GIVEN EXERCISE. Carry on the blog writing about fairies and art projects, starting right after its last sentence.

──────── SELECTION

I bought some little tiny canvases to try out painting... but I have a feeling that I'm more of a multimedia artist. I've been checking out blogland for some ideas... and here is my favorite so far...

Nichola at Pixie Hill is starting something called "Make A Mess Monday"... and I'm in! Today she's talking about the power of words (right up my alley sister!)... and as I was cleaning this weekend I ran across a really ratty copy of a magazine from 1920 that a friend had given me years ago... and it had some perfect stuff in it... let me show you!!! (Oh... and I really have no idea where all of this is going... I don't know what the project is, but I can tell you that I just know it's gonna be fun!!!).

There were entire poems that I cut out... not knowing if I'd want to use the whole thing or just part of one... (this looks like a poetry contest... they all have the same title... and they're by children!).
And it wasn't just words... the PICTURES!

Oh... now if I only had ANY idea of what to do with them!!!

Wednesday, February 23, 2011

Back to the point...

Ahhh.... spiritual path... right. That's why I started this blog. Mmmhmm. Well, let's get back to that, shall we? (Although I will update you on the school stuff... at some point when I have real news).

(My four-year-old wrote this: "I love all fairies")

I've always believed in fairies in some removed sort of way. I guess, it's that I've always WANTED to believe in fairies. As a kid, often, these "fantasies" get turned off. Peers, and sometimes parents, don't want to hear about it... they want to live in "reality" and want you there with them... and it just feels safer not to acknowledge that desire and ability to see things that are not easily seen. After all, we depend on these people to fill all kinds of needs, and if they say that fairies don't exist, then we need to go along with it, right?

But, lately... I've read a few really inspiring blogs... encouraged my children to believe, and looked into gardening with the nature spirits... and I just really DO think they're out there. I haven't seen one yet, but I've seen lots of evidence that they are in my yard and my house... interacting with me even. Just today, I was looking for something... went round and round the house opening closets and cupboards... sure it was there SOMEWHERE. I stopped, thinking, and looked down, and there on the floor were two shiny stars. I was sure they had not been there when I came by looking earlier... so I opened the closet they lay right next to, and.... holy smokes... THERE IT WAS! I know it was a sign...

────────────────
──────── DATA SECTION

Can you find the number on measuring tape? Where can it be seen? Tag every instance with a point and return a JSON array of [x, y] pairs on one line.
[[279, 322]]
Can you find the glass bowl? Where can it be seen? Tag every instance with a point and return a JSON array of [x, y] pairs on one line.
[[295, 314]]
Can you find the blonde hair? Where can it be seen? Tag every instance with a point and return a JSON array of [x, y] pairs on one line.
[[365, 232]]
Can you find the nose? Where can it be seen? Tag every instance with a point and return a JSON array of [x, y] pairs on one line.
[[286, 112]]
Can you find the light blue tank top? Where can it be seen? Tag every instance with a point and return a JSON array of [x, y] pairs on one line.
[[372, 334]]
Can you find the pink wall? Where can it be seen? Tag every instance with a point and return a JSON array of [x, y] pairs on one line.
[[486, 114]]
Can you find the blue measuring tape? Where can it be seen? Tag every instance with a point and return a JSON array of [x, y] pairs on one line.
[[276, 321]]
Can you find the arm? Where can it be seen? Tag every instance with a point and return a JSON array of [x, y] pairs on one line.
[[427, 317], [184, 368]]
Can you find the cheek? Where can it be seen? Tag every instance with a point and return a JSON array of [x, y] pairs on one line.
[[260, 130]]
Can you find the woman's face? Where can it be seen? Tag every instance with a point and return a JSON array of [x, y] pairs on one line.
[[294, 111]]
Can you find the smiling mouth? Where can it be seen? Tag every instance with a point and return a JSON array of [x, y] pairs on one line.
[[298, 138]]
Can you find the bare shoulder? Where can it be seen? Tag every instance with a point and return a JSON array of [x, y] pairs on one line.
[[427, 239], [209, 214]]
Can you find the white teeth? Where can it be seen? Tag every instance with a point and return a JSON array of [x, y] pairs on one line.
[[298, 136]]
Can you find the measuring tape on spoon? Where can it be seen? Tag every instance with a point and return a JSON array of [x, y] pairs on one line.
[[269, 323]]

────────────────

RESPONSE FOR THIS EXERCISE.
So, in honor of our new interactive relationship... knowing that we're possibly getting the first snow in 35 years this weekend, I thought I'd set up a little refuge for the fairies. It's not much right now, but a work in progress.

Do you know the fairies at your house?

Monday, February 14, 2011

Doubts

So my book came... The No-Fault Classroom... and though I love the theory, in trying a No-Fault home I'm finding it difficult to put into practice. I've started with the kids... it works beautifully with my 6yo, but my 4yo is a whole separate personality type... and cooperative does not appear in her discourse. It's shaking my confidence in cooperation... and especially in introducing it into the classroom. I really want things to get better. This is going to take a lot of work on my part... and I don't have a lot of energy for it... I'm done tapped out fellas. Yet, all of the unhappiness and stress around here is working my nerves... I just don't understand why people can't just get along. Why can't we tell when it's something important and when it's not... why can't anyone else in my house be committed to this so that I don't have to do it alone... I just feel overwhelmed by totally revamping communication among four people TOTALLY alone.

So how in the WORLD would I do that for 27 people in a classroom?

Oh yeah... and Happy Valentine's Day. LOL... I'm such a scrooge...

Saturday, February 5, 2011

Happy Imbolc season

I missed it... I just did. There's a lot going on, and I don't feel particularly strongly about Imbolc. I have been thinking more about Hestia lately, though, so maybe I'm with the season anyway. We've also had unseasonably warm weather here so the signs of Spring are out there. The rains we had a few weeks ago ended with this... and it's been beautiful weather ever since...

And the trees have taken this to heart. Our acacia is blooming prolifically (as it always does when we have a wet early winter and then the sun comes out)...

One of my pluot trees has also decided that it's spring. This is unfortunate, as this tree is scheduled to be moved on Monday because we're doing some work on our house and I don't trust the construction guys to value my trees the way I do.

So, there we are... the garden is awakening. I feel like I missed winter all together... in fact, my season table suggests that's true... as it's still decorated for autumn. Guess I best get a move on...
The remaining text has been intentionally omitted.